# Harman Accentra Pros And Cons



## jpscroller (Aug 20, 2016)

I am looking at purchasing the Harman Accentra freestanding pellet stove. We have a well insulated 1500 square feet downstairs and about 700 sf upstairs where no one lives. Kids have moved out so no need to heat and cool that. We looked at XXV but really like the modern look of the accentra. Not really looking to use it as only heat source. We have central heat (gas) but would like it to heat the space when in use. Any thoughts on this stove. Research seems to show it is harder to clean than other Harman stoves, noisier, igniters go out. True or not?  Any help is appreciated. 

Jeff


----------



## Peterfield (Aug 20, 2016)

jpscroller said:


> I am looking at purchasing the Harman Accentra freestanding pellet stove. We have a well insulated 1500 square feet downstairs and about 700 sf upstairs where no one lives. Kids have moved out so no need to heat and cool that. We looked at XXV but really like the modern look of the accentra. Not really looking to use it as only heat source. We have central heat (gas) but would like it to heat the space when in use. Any thoughts on this stove. Research seems to show it is harder to clean than other Harman stoves, noisier, igniters go out. True or not?  Any help is appreciated.
> 
> Jeff



The Accentra is a workhorse and is not as picky about what pellets you use.   The new ones have been redesigned and are easier to clean so that shouldn't be a problem.  No noisier than many others but they all make some noise.  Ignitor is easy to replace although haven't had to yet.  Even if that fails, you can easily light the stove manually.


----------



## JimD (Aug 28, 2016)

Absolutely love our Accentra...not a problem! And runs so nice..... we run it 24 7 during the winter

Sent from my SM-G935V using Tapatalk


----------



## dozerdean (Aug 30, 2016)
════════════════════
**PROBLEMS TO SOLVE**:
A: In the pellet stove thread, rewrite everything from "The Accentra is" down to "the stove manually.", with "workhorse" replaced by "dependable stove".
B: Translate this sentence from the pellet stove thread into Spanish: "The new ones have been redesigned and are easier to clean so that shouldn't be a problem."
C: Turn the paragraph of the pellet stove thread that begins "The Accentra is a workhorse" into a short list that keeps its main facts.

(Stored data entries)
════════════════════
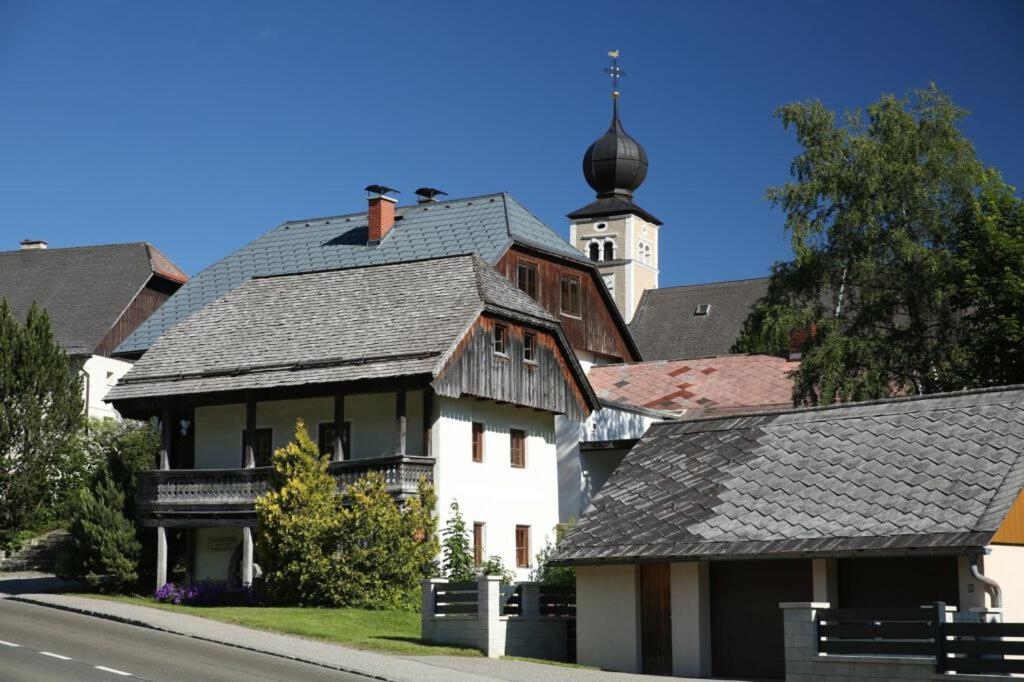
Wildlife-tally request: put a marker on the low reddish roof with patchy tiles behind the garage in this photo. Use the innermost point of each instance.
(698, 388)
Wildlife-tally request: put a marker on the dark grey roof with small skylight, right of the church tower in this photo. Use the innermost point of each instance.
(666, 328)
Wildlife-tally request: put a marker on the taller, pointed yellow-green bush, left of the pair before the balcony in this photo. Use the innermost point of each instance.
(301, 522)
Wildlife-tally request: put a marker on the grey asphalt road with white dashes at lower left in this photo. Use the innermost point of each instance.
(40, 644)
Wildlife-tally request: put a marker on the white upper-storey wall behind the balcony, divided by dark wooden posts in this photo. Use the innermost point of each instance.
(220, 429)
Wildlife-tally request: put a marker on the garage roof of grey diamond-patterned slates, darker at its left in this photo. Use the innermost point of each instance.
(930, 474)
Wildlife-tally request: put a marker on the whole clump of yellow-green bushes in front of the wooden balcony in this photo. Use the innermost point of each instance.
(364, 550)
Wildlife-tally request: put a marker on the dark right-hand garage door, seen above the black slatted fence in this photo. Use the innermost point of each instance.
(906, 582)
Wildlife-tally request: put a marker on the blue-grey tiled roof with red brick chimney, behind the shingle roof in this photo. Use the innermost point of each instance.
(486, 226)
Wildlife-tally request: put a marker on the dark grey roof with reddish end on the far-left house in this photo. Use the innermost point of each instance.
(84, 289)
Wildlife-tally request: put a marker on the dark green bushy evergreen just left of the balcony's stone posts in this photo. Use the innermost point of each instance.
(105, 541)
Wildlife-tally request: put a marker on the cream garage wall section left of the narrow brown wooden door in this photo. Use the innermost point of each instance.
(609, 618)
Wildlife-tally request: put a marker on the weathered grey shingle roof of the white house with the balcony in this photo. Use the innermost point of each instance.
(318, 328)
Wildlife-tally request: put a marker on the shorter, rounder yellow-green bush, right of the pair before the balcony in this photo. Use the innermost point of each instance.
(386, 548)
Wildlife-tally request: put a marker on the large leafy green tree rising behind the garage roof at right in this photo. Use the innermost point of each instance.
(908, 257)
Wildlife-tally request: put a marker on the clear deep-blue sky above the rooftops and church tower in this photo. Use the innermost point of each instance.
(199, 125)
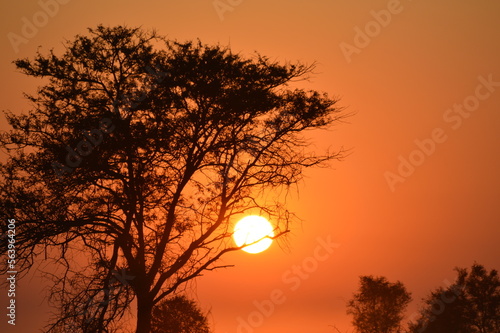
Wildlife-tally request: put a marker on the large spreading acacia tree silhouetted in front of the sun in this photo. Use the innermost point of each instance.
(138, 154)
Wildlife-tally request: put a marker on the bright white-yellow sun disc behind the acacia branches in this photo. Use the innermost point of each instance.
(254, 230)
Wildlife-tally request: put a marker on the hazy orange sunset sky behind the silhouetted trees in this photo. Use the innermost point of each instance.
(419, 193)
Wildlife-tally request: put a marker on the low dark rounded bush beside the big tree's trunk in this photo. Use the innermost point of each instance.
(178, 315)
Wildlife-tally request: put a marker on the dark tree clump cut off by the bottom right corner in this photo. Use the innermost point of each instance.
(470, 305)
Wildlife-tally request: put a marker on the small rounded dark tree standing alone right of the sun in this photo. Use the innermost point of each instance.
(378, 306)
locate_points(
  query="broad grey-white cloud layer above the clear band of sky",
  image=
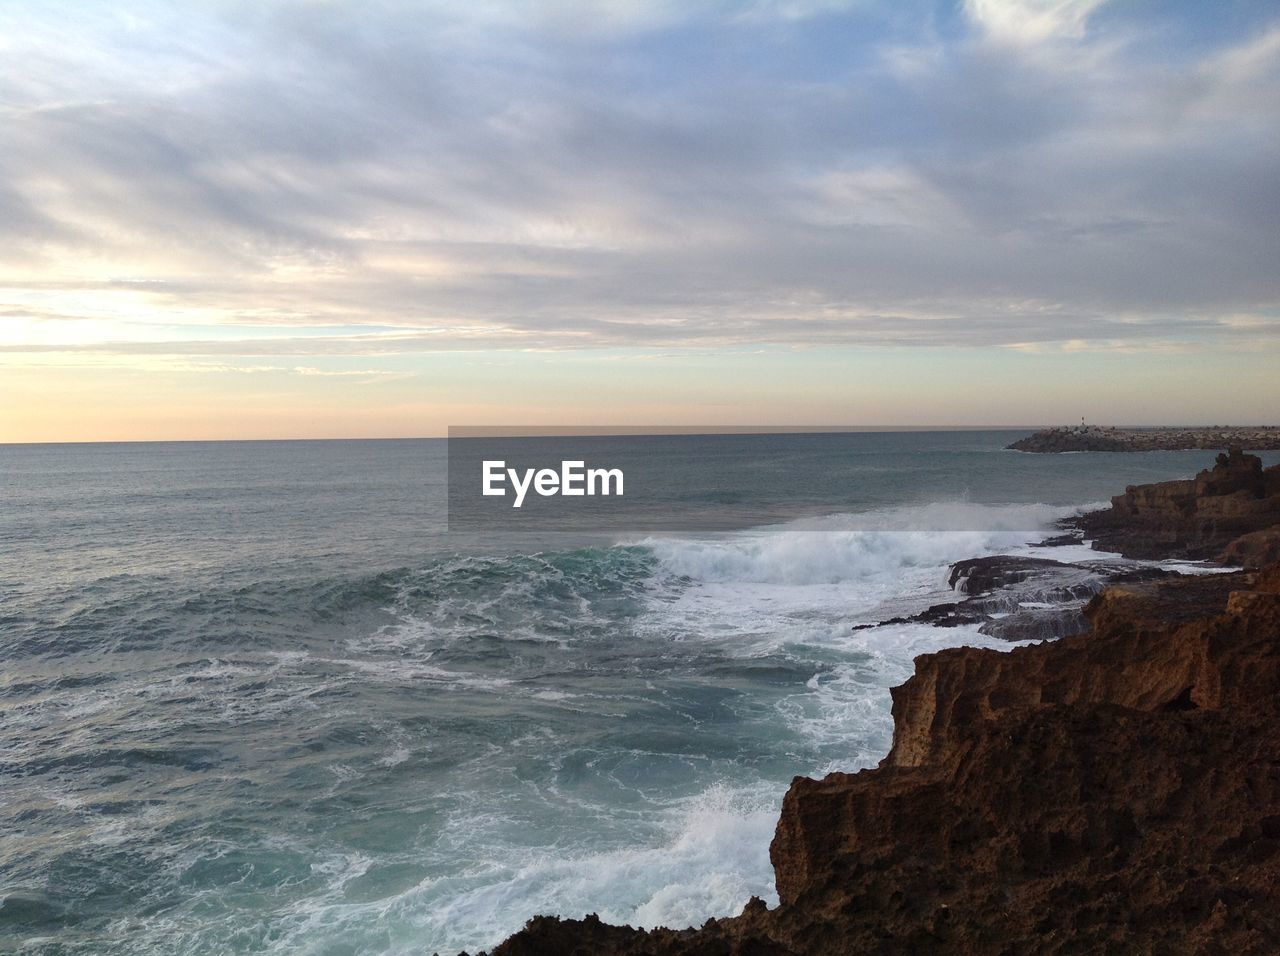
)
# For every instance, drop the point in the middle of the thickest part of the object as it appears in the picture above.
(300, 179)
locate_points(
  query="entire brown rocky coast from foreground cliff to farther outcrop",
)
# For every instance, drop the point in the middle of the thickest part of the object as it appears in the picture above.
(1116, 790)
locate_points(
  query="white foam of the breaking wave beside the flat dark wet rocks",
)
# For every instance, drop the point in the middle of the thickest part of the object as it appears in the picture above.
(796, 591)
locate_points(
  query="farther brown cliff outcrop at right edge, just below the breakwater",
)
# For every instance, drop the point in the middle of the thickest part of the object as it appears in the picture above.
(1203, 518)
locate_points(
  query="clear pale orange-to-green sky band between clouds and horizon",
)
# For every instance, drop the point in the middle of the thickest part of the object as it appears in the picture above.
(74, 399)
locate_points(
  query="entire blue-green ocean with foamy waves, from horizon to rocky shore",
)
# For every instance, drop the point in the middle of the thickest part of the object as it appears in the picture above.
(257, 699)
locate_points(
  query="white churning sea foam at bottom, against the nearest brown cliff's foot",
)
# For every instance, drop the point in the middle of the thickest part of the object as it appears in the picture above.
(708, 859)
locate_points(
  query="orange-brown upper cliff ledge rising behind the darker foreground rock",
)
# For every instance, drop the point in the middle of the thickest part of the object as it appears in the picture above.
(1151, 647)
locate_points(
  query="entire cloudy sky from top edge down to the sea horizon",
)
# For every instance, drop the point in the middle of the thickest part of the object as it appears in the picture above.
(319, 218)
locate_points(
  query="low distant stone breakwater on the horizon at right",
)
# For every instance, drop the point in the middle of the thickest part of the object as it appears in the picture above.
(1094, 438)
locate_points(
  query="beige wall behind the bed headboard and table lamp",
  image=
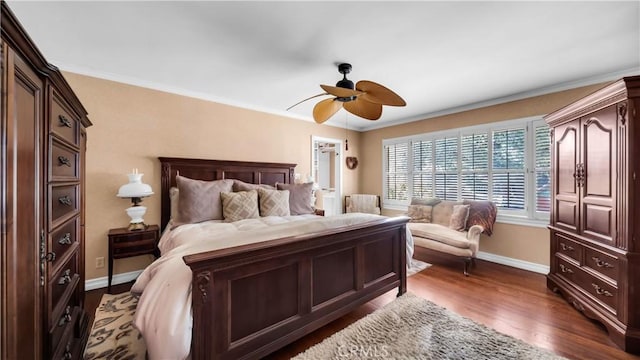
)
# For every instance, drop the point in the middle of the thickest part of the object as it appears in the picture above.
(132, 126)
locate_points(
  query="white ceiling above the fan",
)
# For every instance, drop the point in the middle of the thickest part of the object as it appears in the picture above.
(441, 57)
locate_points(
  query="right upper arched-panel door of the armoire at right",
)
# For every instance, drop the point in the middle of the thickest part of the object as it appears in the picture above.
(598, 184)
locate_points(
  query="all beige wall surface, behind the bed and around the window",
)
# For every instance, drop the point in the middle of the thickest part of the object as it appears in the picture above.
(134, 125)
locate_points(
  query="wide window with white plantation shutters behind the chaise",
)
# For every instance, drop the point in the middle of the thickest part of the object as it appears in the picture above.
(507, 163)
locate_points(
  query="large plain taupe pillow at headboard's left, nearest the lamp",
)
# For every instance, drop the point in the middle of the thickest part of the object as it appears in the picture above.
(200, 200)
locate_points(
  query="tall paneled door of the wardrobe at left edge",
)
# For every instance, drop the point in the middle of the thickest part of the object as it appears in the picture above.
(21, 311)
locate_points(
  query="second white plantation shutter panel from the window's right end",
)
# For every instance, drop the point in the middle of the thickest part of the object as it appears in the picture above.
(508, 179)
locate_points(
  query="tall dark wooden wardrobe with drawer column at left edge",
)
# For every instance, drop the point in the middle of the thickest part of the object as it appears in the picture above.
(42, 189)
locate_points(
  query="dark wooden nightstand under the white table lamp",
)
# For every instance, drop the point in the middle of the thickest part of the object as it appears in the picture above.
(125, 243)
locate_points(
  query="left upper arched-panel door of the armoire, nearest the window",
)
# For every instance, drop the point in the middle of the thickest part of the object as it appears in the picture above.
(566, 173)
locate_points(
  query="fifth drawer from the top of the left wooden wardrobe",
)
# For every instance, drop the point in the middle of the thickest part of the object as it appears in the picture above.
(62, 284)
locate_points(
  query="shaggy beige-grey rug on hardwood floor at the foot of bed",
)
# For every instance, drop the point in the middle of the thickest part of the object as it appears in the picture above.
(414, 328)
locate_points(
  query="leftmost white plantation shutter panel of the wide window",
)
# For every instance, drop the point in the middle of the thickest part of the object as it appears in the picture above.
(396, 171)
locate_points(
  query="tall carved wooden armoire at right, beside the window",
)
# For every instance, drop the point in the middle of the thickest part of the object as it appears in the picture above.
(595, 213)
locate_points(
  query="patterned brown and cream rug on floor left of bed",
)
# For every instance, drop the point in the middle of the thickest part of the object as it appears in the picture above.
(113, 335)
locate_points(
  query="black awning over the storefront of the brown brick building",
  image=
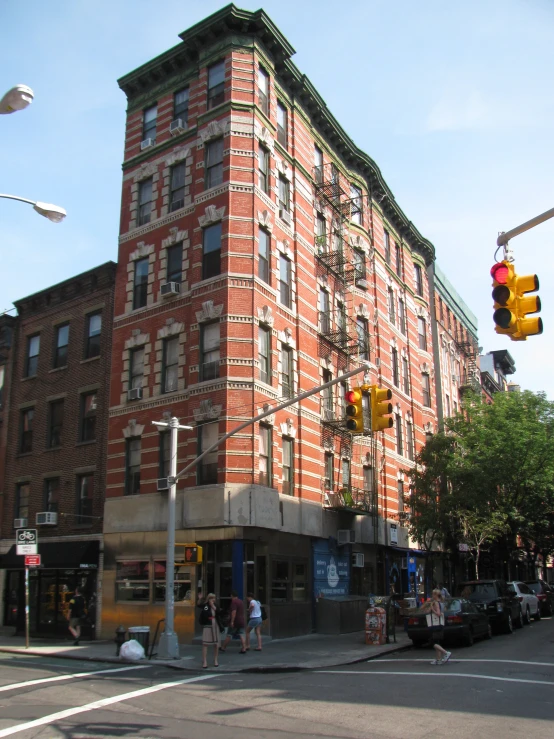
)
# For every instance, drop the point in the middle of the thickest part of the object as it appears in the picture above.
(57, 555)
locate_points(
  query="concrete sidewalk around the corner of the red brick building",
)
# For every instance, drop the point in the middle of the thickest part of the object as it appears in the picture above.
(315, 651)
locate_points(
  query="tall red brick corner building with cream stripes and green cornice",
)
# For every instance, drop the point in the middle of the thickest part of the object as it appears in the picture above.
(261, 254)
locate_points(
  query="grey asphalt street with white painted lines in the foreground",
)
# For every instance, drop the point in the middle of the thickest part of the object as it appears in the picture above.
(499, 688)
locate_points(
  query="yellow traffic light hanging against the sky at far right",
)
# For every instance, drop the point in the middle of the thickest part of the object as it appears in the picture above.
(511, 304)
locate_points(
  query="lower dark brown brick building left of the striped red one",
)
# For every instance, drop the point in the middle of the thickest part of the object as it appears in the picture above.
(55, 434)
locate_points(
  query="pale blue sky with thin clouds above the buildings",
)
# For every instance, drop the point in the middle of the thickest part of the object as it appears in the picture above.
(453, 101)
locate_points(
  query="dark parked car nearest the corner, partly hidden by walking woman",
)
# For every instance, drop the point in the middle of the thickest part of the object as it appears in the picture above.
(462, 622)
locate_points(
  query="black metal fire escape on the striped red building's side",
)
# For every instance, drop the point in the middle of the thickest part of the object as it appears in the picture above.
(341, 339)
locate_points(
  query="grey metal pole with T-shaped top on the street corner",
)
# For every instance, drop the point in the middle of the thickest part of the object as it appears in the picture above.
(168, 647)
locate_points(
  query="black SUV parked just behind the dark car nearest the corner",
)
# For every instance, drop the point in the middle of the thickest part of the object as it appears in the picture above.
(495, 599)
════════════════════
**TASK SOLUTIONS**:
A:
The Accentra is a dependable stove and is not as picky about what pellets you use.   The new ones have been redesigned and are easier to clean so that shouldn't be a problem.  No noisier than many others but they all make some noise.  Ignitor is easy to replace although haven't had to yet.  Even if that fails, you can easily light the stove manually.

B: Los nuevos han sido rediseñados y son más fáciles de limpiar, así que eso no debería ser un problema.

C:
- The Accentra is a workhorse and not picky about pellets.
- The new models have been redesigned and are easier to clean.
- It is no noisier than many other stoves, though they all make some noise.
- The ignitor is easy to replace but hasn't needed replacing yet.
- If the ignitor fails, the stove can easily be lit manually.